■ **QUOTED PASSAGE**
--- begin ---

The so-called “jihad by court” began in an experimental way in France at the beginning of the century. In 2002, the famous French writer Michel Houellebecq was sued for “incitement to hatred” by Islamic organizations allied to the Ligue des droits de l’Homme, (“Human Rights League”), a prestigious “anti-racist” organization. Houellebecq was sued for having said in an interview with Lire magazine that, “of all existing religions, Islam is the dumbest. We read the Coran, we all collapse.” Houellebecq was acquitted.

--- end ---

■ **DATASET ENTRIES**

--- begin ---

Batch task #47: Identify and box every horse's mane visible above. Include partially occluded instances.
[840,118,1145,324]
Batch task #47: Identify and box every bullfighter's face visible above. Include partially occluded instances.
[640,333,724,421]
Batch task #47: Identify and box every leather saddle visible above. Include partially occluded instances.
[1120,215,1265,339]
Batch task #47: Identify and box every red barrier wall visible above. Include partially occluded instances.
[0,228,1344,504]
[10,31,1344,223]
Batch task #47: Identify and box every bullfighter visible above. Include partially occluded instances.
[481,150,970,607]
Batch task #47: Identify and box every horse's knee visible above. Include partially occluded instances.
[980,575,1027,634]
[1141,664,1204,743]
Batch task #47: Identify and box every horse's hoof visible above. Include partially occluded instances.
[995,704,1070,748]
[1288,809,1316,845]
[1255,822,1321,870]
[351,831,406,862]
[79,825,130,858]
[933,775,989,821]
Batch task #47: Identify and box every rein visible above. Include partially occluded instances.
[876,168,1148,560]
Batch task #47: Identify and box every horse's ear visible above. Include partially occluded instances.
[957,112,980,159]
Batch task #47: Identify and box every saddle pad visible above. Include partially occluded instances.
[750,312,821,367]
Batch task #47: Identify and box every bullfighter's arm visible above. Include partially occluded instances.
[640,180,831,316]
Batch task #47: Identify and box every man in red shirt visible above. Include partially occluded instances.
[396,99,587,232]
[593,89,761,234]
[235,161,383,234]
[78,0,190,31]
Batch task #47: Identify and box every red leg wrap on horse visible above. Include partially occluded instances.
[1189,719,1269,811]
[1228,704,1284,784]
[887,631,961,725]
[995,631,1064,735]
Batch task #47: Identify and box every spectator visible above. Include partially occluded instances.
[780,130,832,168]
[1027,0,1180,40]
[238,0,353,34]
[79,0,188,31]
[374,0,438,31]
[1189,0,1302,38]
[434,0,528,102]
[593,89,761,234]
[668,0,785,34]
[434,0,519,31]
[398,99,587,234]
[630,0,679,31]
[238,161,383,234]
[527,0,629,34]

--- end ---

■ **EXERCISE TASK 1**
In the passage on the Houellebecq lawsuit, in which magazine did Houellebecq give the interview that led to his being sued?
■ **EXERCISE TASK 2**
Please continue the passage on the Houellebecq lawsuit, picking up right after its final sentence.

■ **TASK ANSWER 1**
Lire

■ **TASK ANSWER 2**
In 2007, a similar lawsuit was initiated by the Union of the Islamic Organizations of France (UOIF) and the Great Mosque of Paris against the satirical magazine Charlie Hebdo, because it republished the Danish Muhammad cartoons. The plaintiffs accused Charlie Hebdo of “racism”. Charlie Hebdo was acquitted. In 2011, unknown arsonists burned Charlie Hebdo‘s offices. The magazine was sued again in 2012 and in 2013. Each time, the plaintiffs were different Muslim organizations claiming different instances of “racism” or “blasphemy”. January 7, 2015, two Muslim terrorists stormed into the offices of Charlie Hebdo and murdered 12 people.

Two years after that, jihad by court is everywhere.

Against Intellectuals and Journalists

Éric Zemmour, a writer and journalist, was sued in February 2011 for “racial incitement”. He saidon television that “most dealers are blacks and Arabs. That is a fact”. He was fined €2,000. In May 2012, Zemmour was sued for defamation by Patrick Lozes, president of Council of Black Associations (CRAN). Zemmour had written in 2008: “Patrick Lozes said ‘Obama is our president’, which proves that for him, racial solidarity is superior in his enamored eyes than national solidarity”. Zemmour was acquitted.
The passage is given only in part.